Teks yang Disediakan
+---+
BKSY harus terus berkembang
dengan menyebarkan “virus” bela rasa kepada sesama yang menderita khususnya
dalam bidang kesehatan dan kematian.
Dalam Arah Dasar (Ardas)
Keuskupan Agung Jakarta (KAJ) 2011-2016, dirumuskan bahwa melalui seluruh
kegiatannya, umat Katolik KAJ diharapkan menjadi lebih beriman, lebih
bersaudara, dan lebih berbelarasa. BerKHat San to Yusuf (BKSY) adalah satu dari
ragam gerakan yang lahir sebagai bentuk bela rasa kepada saudara-saudari yang
kecil dan menderita. Terkait hal ini Uskup Agung Jakarta Mgr Ignatius Suharyo
memberikan beberapa penegasan penting.
Mengapa BKSY menjadi gerakan
bersama di KAJ?
+---+
Entri yang diambil dari sebuah koleksi
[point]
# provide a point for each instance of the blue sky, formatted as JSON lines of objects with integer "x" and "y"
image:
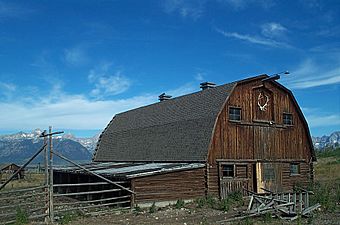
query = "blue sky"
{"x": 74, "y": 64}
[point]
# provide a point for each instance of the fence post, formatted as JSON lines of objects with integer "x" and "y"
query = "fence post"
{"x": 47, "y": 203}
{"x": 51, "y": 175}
+---+
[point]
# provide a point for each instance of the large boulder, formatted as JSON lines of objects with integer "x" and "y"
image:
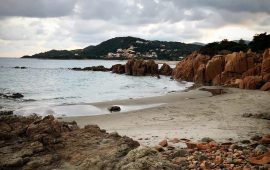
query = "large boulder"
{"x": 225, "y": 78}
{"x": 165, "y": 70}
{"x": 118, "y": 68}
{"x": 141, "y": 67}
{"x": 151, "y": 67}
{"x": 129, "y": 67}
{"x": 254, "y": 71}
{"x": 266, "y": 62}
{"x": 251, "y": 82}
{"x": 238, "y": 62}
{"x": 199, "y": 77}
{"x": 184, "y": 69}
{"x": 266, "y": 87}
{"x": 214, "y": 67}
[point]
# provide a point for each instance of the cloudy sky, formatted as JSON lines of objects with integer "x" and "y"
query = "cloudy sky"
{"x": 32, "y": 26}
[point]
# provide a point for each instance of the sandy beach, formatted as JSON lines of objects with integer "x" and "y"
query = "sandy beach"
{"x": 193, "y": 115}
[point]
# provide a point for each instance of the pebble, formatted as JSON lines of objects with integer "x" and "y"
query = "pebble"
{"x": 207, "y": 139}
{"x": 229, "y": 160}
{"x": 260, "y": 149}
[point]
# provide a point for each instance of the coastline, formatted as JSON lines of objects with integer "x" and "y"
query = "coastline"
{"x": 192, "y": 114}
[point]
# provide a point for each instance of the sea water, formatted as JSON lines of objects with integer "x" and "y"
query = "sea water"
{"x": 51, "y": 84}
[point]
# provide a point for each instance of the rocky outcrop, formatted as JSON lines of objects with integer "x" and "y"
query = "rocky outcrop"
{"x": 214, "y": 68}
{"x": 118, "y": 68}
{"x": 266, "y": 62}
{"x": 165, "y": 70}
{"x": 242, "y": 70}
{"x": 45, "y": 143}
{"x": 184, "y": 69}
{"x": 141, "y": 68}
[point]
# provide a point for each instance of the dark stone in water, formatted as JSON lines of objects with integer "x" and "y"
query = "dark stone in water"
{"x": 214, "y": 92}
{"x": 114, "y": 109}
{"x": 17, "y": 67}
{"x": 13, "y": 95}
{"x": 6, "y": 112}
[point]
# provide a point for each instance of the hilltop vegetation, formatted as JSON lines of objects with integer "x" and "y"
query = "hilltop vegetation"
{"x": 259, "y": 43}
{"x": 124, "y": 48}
+---+
Ketentuan Latihan
A - Jawablah pertanyaan berikut berdasarkan teks tentang BKSY, dan tandai jawaban dengan (i), (ii), (iii) seperti pertanyaannya.
(i) Untuk periode tahun berapa Arah Dasar Keuskupan Agung Jakarta yang disebutkan dalam teks?
(ii) Menurut Arah Dasar tersebut, umat Katolik KAJ diharapkan menjadi lebih apa saja?
(iii) Siapa yang memberikan beberapa penegasan penting terkait BKSY?
B - Tuliskan lanjutan teks tentang BKSY, dimulai sesudah kalimat terakhir yang tercantum.

Jawaban Tiap Tugas
A -
(i) 2011-2016.
(ii) Lebih beriman, lebih bersaudara, dan lebih berbelarasa.
(iii) Uskup Agung Jakarta Mgr Ignatius Suharyo.

B -
Dalam Ardas KAJ ada tiga kata
kunci yaitu makin beriman, makin bersaudara, dan makin berbela rasa. Tiga kata
kunci ini tidak bisa dipisahkan satu dengan yang lain. Kita tidak bisa
berbicara iman tanpa mengindahkan persaudaraan dan bela rasa. Jadi ada gerakan
untuk terus melakukan sesuatu. Dalam arti ini, tanda iman yang hidup adalah
persaudaraan, tetapi tidak berhenti di situ karena persaudaraan sejati
diwujudkan dalam bela rasa. Dengan dinamika ini KAJ ingin menjadi Gereja yang
hidup bukan secara administratif saja yang tertata rapih tetapi rohnya yang
hidup dan sungguh-sungguh dihayati oleh umat KAJ.
Apa refleksi Gereja yang hidup
yang dikaitkan dengan gerakan BKSY?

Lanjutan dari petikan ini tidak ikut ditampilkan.